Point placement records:
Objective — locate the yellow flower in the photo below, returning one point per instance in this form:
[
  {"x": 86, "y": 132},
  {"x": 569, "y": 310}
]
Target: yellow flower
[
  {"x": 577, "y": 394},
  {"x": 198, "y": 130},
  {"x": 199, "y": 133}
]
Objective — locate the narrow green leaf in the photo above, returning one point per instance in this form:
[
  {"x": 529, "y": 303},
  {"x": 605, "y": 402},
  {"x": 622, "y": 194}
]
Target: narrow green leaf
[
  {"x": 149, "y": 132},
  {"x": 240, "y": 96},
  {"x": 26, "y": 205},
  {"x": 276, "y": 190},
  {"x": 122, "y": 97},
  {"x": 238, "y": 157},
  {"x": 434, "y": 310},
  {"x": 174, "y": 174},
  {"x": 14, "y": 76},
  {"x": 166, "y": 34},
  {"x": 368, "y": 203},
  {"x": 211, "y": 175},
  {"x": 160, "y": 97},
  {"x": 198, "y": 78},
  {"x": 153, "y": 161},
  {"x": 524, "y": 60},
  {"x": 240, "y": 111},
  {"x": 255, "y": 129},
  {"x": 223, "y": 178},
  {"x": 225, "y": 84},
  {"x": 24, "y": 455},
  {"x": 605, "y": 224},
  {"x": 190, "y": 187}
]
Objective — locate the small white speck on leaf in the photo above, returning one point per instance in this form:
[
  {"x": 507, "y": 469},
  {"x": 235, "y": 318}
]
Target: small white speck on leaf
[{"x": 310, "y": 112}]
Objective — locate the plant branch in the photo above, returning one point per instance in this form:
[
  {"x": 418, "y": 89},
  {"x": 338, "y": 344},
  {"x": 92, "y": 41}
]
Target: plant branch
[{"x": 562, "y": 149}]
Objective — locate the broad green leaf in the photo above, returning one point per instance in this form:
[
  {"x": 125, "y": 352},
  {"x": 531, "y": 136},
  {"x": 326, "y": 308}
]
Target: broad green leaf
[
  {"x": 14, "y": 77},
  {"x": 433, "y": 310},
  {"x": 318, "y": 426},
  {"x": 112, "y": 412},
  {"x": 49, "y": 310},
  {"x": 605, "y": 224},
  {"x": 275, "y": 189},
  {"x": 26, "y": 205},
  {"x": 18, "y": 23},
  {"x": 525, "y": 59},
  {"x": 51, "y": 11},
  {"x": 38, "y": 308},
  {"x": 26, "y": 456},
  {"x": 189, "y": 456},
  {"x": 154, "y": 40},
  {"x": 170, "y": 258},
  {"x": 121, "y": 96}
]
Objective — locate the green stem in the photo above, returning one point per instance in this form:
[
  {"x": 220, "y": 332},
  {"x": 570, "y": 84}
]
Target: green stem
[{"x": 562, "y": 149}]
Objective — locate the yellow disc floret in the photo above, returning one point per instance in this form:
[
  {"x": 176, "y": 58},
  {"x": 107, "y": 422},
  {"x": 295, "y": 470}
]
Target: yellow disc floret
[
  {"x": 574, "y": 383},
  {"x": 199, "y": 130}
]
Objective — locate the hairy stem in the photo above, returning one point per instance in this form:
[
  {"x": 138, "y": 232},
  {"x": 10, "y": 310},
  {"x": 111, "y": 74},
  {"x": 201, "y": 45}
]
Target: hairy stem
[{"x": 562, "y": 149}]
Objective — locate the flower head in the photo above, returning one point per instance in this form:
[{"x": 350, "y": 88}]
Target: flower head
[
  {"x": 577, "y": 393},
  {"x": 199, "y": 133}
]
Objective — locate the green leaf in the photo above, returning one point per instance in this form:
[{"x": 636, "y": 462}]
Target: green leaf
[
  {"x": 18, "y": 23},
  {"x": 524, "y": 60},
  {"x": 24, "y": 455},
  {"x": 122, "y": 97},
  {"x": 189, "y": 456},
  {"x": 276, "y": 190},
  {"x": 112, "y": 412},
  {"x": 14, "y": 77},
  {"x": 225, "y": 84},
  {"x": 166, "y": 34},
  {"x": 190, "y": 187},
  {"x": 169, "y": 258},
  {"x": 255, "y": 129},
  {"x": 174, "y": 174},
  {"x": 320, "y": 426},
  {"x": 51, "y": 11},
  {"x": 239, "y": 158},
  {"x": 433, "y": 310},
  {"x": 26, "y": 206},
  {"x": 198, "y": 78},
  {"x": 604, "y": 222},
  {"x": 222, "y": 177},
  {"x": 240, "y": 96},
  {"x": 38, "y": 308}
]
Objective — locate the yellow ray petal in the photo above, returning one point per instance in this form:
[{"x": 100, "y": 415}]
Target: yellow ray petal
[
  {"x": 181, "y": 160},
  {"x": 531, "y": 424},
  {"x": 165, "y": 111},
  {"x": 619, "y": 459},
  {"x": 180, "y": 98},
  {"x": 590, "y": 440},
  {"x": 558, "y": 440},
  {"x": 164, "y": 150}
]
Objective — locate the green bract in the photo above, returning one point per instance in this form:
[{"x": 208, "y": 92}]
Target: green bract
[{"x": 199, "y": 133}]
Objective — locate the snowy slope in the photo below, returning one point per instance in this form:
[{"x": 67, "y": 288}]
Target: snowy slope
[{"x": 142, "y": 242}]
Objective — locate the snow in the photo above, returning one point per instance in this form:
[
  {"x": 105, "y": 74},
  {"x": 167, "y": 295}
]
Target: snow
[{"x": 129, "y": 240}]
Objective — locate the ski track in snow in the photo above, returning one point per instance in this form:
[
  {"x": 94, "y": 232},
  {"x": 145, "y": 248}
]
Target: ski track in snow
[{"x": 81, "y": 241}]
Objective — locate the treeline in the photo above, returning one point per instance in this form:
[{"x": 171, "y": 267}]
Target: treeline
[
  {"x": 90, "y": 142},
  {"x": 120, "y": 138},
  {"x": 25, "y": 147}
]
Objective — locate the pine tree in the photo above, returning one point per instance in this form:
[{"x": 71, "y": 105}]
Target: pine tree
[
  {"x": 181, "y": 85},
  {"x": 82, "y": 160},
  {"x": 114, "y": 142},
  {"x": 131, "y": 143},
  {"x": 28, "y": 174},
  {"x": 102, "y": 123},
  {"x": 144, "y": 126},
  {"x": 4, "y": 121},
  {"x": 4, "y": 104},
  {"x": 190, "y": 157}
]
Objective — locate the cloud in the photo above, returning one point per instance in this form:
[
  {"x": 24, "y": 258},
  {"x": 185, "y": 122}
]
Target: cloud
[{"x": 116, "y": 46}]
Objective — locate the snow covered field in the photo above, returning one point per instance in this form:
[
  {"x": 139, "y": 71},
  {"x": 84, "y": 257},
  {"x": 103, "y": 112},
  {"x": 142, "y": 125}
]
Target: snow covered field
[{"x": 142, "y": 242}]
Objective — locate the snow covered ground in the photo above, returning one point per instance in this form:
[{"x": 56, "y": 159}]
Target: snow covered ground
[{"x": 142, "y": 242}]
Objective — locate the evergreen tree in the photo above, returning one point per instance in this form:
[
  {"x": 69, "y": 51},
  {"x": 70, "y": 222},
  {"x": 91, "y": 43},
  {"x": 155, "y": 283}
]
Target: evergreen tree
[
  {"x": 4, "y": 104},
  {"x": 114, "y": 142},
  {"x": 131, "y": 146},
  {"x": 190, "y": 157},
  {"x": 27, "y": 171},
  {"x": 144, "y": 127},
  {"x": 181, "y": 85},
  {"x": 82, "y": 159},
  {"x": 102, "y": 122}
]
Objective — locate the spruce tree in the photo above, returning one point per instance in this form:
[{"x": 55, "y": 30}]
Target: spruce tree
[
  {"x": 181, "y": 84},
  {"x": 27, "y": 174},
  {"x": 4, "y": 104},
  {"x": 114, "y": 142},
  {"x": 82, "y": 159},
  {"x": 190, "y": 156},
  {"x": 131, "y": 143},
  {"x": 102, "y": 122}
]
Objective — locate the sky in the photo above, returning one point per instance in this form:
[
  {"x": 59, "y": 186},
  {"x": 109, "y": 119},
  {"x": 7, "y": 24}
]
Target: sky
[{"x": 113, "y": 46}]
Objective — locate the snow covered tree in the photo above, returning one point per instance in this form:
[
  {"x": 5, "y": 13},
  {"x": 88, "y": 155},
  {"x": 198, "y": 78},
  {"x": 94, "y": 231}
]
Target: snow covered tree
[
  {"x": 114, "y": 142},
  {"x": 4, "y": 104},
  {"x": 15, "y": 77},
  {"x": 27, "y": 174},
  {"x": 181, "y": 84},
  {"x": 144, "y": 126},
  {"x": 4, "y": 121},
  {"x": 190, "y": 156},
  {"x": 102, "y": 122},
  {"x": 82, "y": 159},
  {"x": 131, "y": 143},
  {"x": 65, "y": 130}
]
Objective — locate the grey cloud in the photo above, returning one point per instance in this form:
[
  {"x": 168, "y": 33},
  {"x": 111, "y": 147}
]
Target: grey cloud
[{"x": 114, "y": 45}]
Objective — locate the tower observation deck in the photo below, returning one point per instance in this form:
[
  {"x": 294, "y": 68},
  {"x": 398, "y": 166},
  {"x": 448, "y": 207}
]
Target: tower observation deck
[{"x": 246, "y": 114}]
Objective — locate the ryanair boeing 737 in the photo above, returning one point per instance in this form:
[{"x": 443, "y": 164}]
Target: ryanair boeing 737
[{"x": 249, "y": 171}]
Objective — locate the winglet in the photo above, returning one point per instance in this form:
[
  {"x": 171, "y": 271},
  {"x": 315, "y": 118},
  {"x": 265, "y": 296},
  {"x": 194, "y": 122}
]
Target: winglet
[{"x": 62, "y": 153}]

What is asked → Can you write out the stretch from the line containing "Objective — locate the tower" through the end of the records again, both ends included? Keep the requests and their sample points unchanged, but scale every x and y coordinate in the answers by 0.6 and round each to a whole number, with halves rounded up.

Exercise answer →
Objective — locate the tower observation deck in the photo below, returning one point per instance in this form:
[
  {"x": 294, "y": 68},
  {"x": 398, "y": 166},
  {"x": 448, "y": 207}
]
Target: tower observation deck
[{"x": 148, "y": 68}]
Objective — locate the ryanair boeing 737 in the photo above, returning one point per instance in this form:
[{"x": 443, "y": 164}]
Target: ryanair boeing 737
[{"x": 149, "y": 103}]
Objective — locate the winglet in the photo above, returning one point per instance in this form:
[
  {"x": 171, "y": 271},
  {"x": 315, "y": 118},
  {"x": 265, "y": 296},
  {"x": 194, "y": 122}
]
Target: winglet
[{"x": 37, "y": 92}]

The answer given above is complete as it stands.